WORK REQUIRED: Search the material below for "stove" and copy every line where it occurs.

INFORMATION GIVEN:
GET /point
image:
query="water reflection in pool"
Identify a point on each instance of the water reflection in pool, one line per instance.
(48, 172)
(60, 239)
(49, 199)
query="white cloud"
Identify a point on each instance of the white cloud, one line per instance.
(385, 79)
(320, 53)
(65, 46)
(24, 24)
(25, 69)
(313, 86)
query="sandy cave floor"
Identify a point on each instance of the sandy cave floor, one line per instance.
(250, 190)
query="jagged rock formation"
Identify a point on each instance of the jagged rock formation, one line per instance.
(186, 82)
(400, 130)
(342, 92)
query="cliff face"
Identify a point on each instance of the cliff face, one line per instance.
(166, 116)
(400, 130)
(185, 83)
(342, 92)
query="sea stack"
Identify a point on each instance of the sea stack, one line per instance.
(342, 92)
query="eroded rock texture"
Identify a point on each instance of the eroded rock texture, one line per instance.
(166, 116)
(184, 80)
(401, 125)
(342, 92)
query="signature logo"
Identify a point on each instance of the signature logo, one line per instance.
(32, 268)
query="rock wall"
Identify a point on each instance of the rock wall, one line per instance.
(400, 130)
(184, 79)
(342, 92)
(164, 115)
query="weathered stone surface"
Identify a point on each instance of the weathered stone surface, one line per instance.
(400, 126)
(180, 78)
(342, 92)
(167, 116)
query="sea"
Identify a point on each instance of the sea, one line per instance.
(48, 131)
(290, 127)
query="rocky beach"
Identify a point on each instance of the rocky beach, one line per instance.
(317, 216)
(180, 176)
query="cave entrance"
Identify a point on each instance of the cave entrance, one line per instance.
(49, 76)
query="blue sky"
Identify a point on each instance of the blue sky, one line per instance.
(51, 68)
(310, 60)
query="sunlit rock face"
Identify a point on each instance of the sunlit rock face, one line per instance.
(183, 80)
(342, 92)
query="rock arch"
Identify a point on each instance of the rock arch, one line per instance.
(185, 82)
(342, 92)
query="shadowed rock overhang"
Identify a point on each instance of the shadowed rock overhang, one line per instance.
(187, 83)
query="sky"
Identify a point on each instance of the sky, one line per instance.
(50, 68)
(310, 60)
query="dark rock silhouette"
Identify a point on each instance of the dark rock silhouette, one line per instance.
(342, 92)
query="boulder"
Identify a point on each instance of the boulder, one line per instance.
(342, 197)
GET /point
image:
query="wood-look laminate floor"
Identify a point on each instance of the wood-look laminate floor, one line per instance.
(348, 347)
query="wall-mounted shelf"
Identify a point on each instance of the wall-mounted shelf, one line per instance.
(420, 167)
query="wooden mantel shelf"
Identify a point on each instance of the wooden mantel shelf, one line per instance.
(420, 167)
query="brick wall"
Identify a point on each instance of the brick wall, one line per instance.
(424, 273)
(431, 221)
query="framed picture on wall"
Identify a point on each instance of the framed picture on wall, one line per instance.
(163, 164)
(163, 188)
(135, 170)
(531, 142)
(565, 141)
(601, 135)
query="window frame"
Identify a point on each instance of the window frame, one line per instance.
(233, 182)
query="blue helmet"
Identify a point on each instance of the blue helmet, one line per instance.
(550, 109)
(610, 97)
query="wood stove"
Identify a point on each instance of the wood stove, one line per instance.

ANSWER AREA:
query="wood stove"
Identify a point on each instance of the wood stove, one line per instance.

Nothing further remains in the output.